Exercise: From the records below, output exactly the lines running from the line containing "of the gloved" through the line containing "of the shirt", and no others.

[[ Material for this exercise, beginning ]]

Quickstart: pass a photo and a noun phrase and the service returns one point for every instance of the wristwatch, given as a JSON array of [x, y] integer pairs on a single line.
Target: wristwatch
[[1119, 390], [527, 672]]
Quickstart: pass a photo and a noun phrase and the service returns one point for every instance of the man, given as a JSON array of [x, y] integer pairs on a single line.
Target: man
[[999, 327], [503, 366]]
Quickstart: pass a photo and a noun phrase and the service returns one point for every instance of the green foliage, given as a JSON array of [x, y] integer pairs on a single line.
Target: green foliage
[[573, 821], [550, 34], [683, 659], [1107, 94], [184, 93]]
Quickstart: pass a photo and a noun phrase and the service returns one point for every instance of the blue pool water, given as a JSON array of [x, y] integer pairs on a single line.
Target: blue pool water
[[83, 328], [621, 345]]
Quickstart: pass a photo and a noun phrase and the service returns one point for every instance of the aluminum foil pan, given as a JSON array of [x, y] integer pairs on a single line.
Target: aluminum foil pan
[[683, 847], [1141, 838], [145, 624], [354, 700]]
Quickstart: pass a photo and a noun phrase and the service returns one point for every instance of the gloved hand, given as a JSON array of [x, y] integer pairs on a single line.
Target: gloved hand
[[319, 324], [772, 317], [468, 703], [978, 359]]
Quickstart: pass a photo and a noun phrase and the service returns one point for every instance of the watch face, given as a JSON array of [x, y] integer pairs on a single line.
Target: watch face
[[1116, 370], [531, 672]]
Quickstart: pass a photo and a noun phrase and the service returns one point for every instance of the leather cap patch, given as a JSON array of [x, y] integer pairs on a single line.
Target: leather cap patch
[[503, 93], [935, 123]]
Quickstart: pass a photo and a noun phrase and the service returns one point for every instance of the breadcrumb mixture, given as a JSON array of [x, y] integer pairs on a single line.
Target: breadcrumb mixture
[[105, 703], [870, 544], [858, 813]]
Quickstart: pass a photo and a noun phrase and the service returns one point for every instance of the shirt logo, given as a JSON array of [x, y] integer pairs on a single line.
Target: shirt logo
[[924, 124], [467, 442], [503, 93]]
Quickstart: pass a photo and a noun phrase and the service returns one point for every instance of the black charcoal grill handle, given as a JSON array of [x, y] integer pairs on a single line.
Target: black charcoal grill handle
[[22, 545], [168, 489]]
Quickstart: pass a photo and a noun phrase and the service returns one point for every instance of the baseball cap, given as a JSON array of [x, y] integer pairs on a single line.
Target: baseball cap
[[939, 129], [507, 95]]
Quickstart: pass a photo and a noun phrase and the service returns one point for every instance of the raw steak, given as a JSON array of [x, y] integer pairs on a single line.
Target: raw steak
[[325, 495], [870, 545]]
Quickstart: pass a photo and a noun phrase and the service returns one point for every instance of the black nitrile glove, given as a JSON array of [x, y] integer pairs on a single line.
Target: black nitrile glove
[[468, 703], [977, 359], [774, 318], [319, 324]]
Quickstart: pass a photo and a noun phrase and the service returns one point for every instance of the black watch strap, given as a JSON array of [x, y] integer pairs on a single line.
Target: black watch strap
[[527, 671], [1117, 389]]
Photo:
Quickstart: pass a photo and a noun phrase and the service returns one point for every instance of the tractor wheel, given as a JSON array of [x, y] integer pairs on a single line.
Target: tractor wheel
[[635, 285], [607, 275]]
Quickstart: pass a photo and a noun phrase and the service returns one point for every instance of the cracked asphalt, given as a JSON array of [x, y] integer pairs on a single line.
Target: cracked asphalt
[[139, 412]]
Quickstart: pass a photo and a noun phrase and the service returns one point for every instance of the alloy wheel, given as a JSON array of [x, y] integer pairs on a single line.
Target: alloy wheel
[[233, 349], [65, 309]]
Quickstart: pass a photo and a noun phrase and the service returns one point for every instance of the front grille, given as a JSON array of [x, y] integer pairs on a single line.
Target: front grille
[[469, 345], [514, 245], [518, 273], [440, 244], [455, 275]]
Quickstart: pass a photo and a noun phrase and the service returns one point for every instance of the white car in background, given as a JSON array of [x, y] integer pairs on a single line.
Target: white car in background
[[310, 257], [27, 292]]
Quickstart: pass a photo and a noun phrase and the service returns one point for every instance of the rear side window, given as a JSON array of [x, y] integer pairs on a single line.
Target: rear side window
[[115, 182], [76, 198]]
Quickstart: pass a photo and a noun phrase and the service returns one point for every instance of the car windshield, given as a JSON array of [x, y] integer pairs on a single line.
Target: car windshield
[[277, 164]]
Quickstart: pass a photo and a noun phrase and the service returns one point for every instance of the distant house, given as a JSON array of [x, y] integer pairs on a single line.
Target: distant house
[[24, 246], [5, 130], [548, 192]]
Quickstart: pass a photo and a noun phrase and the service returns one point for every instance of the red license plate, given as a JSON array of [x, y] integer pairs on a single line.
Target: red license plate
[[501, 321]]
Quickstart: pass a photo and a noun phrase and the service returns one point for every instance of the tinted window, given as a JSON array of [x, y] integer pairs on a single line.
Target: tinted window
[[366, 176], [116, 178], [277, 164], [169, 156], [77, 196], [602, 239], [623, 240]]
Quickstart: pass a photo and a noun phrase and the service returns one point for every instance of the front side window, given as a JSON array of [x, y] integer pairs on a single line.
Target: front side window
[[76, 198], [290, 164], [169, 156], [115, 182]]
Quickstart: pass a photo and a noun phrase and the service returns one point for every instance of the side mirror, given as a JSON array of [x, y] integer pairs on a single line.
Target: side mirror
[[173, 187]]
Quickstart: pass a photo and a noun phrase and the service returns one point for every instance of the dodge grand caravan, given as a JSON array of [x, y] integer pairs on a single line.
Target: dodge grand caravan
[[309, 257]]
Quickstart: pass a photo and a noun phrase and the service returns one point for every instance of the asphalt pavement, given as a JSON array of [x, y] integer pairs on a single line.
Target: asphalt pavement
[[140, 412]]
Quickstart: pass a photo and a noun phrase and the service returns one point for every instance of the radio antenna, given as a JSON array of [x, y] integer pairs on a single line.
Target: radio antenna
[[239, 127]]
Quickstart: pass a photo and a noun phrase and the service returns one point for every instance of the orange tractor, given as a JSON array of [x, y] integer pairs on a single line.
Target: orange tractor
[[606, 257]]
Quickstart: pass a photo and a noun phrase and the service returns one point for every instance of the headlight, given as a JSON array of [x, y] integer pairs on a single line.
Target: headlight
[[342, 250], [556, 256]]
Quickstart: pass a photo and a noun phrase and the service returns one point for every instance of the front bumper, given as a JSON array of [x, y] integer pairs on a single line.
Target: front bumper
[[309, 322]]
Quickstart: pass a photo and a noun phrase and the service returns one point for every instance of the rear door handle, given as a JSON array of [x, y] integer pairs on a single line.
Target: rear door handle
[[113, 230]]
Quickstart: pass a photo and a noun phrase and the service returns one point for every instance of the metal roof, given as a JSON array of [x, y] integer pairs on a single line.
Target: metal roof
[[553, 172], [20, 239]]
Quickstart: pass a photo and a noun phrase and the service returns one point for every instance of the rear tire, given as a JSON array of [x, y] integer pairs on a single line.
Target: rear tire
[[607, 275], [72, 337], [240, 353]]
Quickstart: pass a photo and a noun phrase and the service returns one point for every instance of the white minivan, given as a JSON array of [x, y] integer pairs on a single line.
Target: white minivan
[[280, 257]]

[[ Material for this exercise, end ]]

Task output:
Quickstart: pass a photo and a noun phrase and the service returns one point for every instance of the gloved hand, given as a JSON array of [x, y] integer pairs on a single line.
Target: gloved hand
[[319, 324], [772, 317], [468, 703], [978, 359]]
Quickstart: pass a photo and a noun phrase and the service returns one point for every instance of the watch face, given as a JSON array of [x, y] integer pairs on a single line.
Target: watch face
[[1116, 370], [531, 672]]
Quickstart: pass a photo and a noun phrase and the service returns one point for every instance of the leather cap patch, given as a JSON array of [x, y] integer pairs on a single line.
Target: leather cap patch
[[503, 93], [935, 123]]
Quickstart: pass a photo and a noun phrase and the service returns one point for every instance of the breadcrumb mixture, given as a JSON array of [x, y] integer pairs on a single line.
Target: breadcrumb mixture
[[105, 703], [870, 544], [858, 813]]
Quickstart: pass a photo and a noun phrase and the service returns one point for every instance of the shirt logo, given as a JSON array of [x, y] integer pairs on a single line.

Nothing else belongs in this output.